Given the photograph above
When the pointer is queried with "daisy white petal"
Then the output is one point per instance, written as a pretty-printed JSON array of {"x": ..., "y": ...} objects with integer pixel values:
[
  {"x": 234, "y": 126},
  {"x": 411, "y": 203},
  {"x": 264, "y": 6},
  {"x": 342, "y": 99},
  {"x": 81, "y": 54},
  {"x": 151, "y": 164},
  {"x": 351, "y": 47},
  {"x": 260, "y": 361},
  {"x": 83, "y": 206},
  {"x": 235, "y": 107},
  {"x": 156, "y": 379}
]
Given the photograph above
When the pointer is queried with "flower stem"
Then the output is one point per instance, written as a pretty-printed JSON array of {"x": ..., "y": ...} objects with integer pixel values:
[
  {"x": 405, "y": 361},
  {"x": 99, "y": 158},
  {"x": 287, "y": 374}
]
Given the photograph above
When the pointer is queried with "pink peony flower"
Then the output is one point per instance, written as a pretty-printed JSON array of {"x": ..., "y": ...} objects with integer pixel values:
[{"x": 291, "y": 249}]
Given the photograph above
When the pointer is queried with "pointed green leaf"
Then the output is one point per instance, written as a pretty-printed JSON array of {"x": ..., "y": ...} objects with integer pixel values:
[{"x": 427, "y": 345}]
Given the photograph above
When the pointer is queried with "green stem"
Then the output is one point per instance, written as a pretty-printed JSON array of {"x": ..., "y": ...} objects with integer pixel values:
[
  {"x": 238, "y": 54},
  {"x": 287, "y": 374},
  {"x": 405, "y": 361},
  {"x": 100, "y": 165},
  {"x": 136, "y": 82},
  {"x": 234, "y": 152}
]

────────

Looking back over the listing above, how many lines include the word "queried"? Give the number and nothing more.

5